■ **Task directions**
With the pictures left out, reproduce exactly the lines running from the line with "Mark a point on each instance of the tall" to the last line of the material below.

■ **Supplied data**
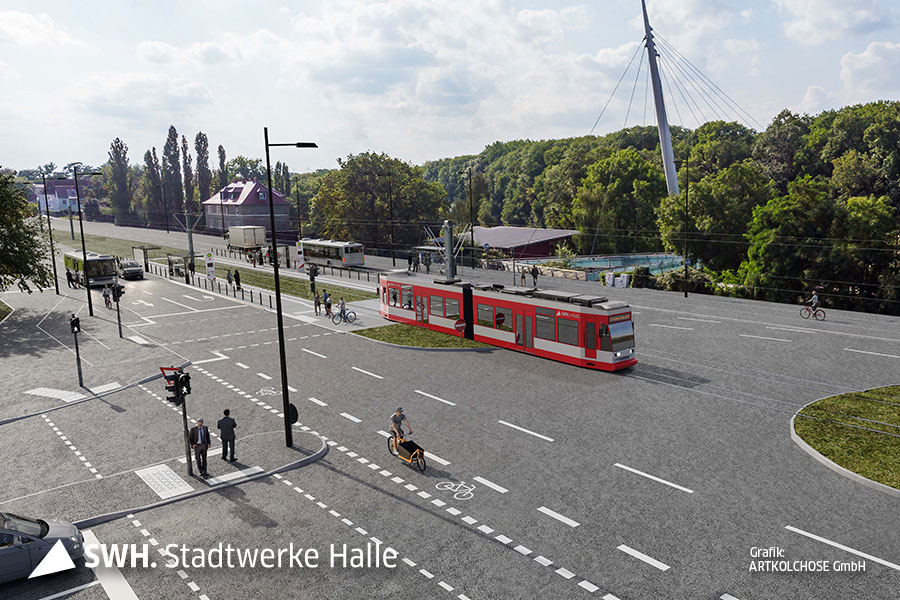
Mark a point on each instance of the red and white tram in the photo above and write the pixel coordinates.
(582, 330)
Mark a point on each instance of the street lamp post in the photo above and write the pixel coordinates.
(87, 279)
(50, 231)
(286, 408)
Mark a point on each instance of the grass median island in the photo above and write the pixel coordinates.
(410, 335)
(867, 452)
(112, 246)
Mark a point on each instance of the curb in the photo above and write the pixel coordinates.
(482, 350)
(886, 489)
(106, 518)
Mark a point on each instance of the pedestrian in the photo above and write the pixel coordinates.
(226, 427)
(199, 437)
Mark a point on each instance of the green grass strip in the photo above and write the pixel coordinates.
(410, 335)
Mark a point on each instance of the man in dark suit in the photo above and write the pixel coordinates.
(226, 427)
(200, 443)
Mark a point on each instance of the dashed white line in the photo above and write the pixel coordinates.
(648, 476)
(490, 484)
(528, 431)
(351, 417)
(641, 556)
(845, 548)
(367, 373)
(558, 517)
(435, 397)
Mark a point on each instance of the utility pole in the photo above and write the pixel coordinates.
(50, 231)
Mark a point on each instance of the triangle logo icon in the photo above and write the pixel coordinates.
(57, 560)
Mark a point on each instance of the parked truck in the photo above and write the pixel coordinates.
(246, 237)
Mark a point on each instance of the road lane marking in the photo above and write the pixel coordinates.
(434, 397)
(671, 326)
(700, 320)
(641, 556)
(842, 547)
(367, 373)
(490, 484)
(522, 429)
(558, 517)
(436, 458)
(111, 578)
(760, 337)
(351, 417)
(872, 353)
(648, 476)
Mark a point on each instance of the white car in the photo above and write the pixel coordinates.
(25, 542)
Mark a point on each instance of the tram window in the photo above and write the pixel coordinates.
(485, 315)
(451, 306)
(545, 324)
(504, 323)
(622, 335)
(437, 306)
(406, 297)
(568, 331)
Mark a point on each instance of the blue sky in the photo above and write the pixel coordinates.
(418, 79)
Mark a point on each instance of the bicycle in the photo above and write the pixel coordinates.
(806, 312)
(348, 316)
(407, 451)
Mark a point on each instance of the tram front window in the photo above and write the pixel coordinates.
(622, 335)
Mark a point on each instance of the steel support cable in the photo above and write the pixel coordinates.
(711, 82)
(625, 72)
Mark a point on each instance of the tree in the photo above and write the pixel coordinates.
(155, 206)
(188, 178)
(23, 250)
(121, 198)
(720, 208)
(223, 168)
(204, 175)
(171, 168)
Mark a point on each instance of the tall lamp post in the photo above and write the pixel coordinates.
(50, 231)
(286, 408)
(87, 279)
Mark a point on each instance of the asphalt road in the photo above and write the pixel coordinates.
(654, 483)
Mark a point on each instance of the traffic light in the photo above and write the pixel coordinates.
(184, 385)
(173, 388)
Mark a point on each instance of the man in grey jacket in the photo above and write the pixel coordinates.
(226, 427)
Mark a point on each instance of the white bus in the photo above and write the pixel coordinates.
(329, 252)
(101, 268)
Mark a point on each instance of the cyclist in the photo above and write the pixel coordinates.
(397, 420)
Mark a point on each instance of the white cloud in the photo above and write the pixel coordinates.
(871, 74)
(816, 21)
(26, 29)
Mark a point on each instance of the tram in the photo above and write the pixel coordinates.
(329, 252)
(582, 330)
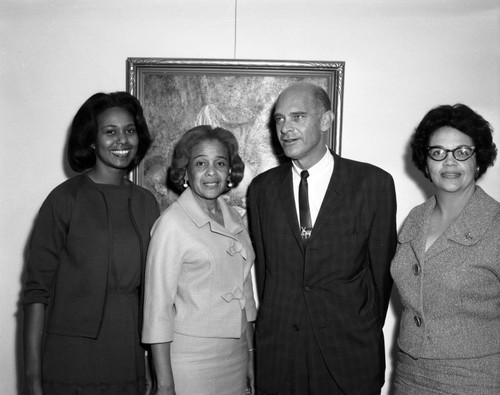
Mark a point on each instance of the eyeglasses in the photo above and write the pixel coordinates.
(461, 153)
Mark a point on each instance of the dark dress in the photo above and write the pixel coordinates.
(113, 363)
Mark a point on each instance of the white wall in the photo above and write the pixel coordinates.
(402, 58)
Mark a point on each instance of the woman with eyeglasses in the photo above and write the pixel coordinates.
(447, 265)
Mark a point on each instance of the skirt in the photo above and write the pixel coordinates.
(209, 366)
(469, 376)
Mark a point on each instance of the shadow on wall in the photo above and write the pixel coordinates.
(19, 319)
(19, 310)
(426, 186)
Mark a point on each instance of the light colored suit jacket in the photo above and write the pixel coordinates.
(451, 292)
(198, 279)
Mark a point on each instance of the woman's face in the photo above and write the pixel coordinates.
(116, 141)
(208, 170)
(451, 175)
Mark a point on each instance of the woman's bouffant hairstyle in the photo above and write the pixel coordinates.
(459, 117)
(198, 134)
(83, 132)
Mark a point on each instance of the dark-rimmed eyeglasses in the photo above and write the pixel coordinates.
(461, 153)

■ **Solved exercise**
Mark a point on each instance of the tall lamp post in the photo above and write the pixel coordinates.
(50, 231)
(286, 408)
(87, 279)
Mark a point on each instance of the asphalt road in the photo above and write the pixel coordinates.
(654, 483)
Mark a point on each instance of the traffic light in the photo above and write the pixel coordinates.
(184, 385)
(173, 388)
Mark a point on each instance of the man in grey jacket in the photo above and write the pixel coordinates.
(226, 427)
Mark a point on each instance of the white bus in the photo above and write the pixel coordinates.
(329, 252)
(101, 268)
Mark a point on each instance of the cyclist in the photo above and write the pixel coordinates.
(397, 420)
Mark a point on each instance of the white cloud in the photo above and write the pixel coordinates.
(871, 74)
(816, 21)
(26, 29)
Mark a point on each instance of the tram in the photo above and write the pixel coordinates.
(329, 252)
(582, 330)
Mark a point on each instance of the eyeglasses in the photo above and write the pixel coordinates.
(461, 153)
Mark a point on each instance of the dark dress in the photo above and write the pixel coordinates.
(113, 363)
Mark a point on each instance of the white wall in the photo above and write the pixel coordinates.
(402, 58)
Mark a point on each instance of the woman with eyeglasses in the photo above and write the pixel coordinates.
(447, 265)
Mark a point on each instance of the skirt in the photo above and write the pixel coordinates.
(209, 366)
(469, 376)
Mark a point on each instance of the shadow on wall in the photo above and write the pixel coordinates.
(19, 319)
(19, 310)
(426, 186)
Mark a point on each instance of the light colored suit jacket in the photo above and write the pixel coordinates.
(451, 292)
(198, 279)
Mark a point on each instance of the woman's face in the photo above and write the pixel coordinates.
(116, 141)
(208, 170)
(451, 175)
Mark a point on each instance of the woman's bouffant hairstyle in the photo above and write the pixel coordinates.
(459, 117)
(198, 134)
(83, 132)
Mark a point on each instance of the dark-rimmed eyeglasses in the photo above and write the pixel coordinates.
(461, 153)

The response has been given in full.